◆ **WRITTEN INSTRUCTION**: Copy the lines below word for word, from the line with "[point] white storage" to the line with "Target: white storage bin", including both of those lines.
----- AVAILABLE RECORDS -----
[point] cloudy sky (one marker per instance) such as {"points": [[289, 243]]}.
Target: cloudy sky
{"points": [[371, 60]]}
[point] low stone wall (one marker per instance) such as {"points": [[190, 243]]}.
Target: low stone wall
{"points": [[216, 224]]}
-----
----- AVAILABLE RECORDS -----
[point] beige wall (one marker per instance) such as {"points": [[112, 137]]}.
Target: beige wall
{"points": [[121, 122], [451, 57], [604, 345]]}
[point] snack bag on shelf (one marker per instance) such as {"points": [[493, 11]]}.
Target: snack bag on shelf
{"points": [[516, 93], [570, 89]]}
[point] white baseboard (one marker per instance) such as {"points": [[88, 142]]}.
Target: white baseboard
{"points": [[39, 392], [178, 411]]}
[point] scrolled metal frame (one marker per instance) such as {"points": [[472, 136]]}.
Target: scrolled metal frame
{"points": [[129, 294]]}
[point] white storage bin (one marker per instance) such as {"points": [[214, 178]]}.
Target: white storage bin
-----
----- AVAILABLE RECORDS -----
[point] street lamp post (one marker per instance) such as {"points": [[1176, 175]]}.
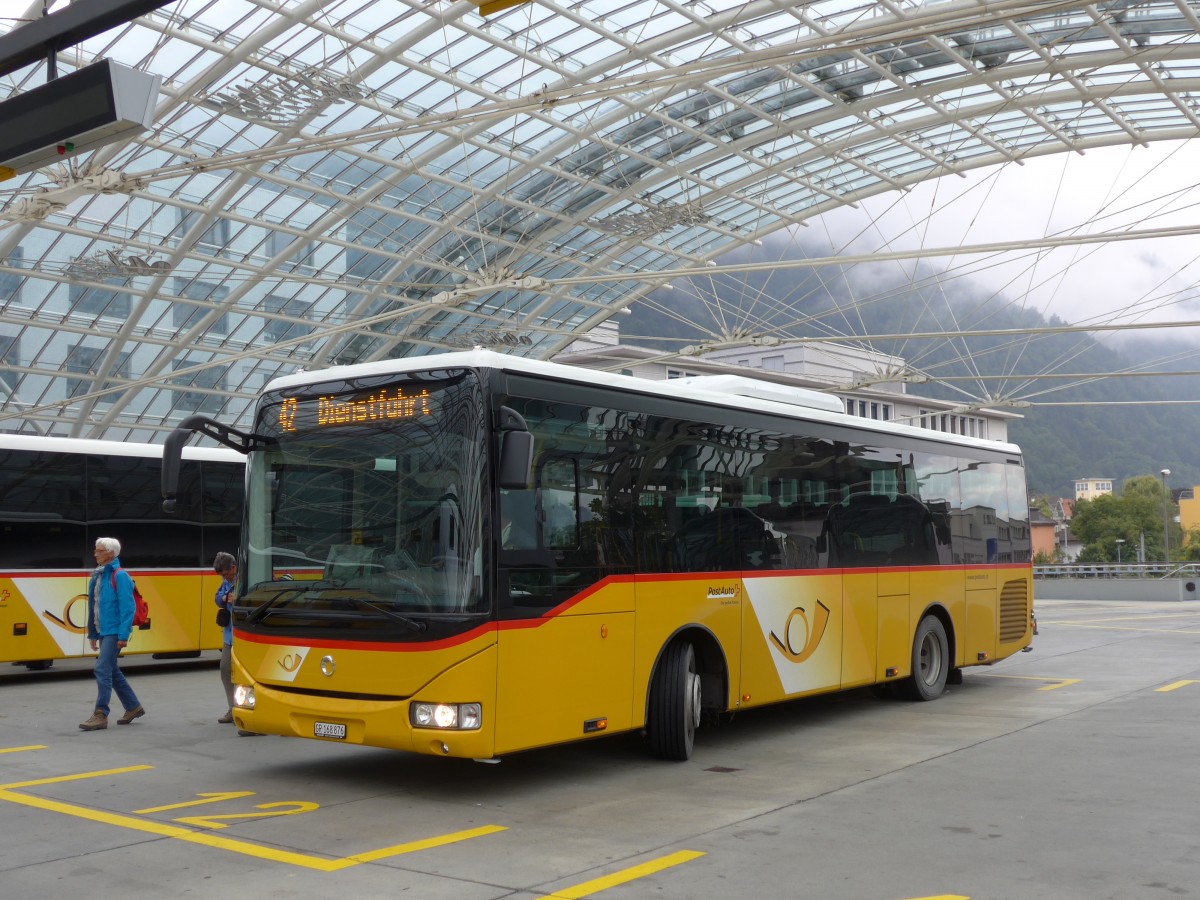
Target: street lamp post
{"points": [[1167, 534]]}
-----
◆ **SOLUTION TO THIS TASK**:
[point] white storage bin (one marker per instance) such as {"points": [[214, 178]]}.
Target: white storage bin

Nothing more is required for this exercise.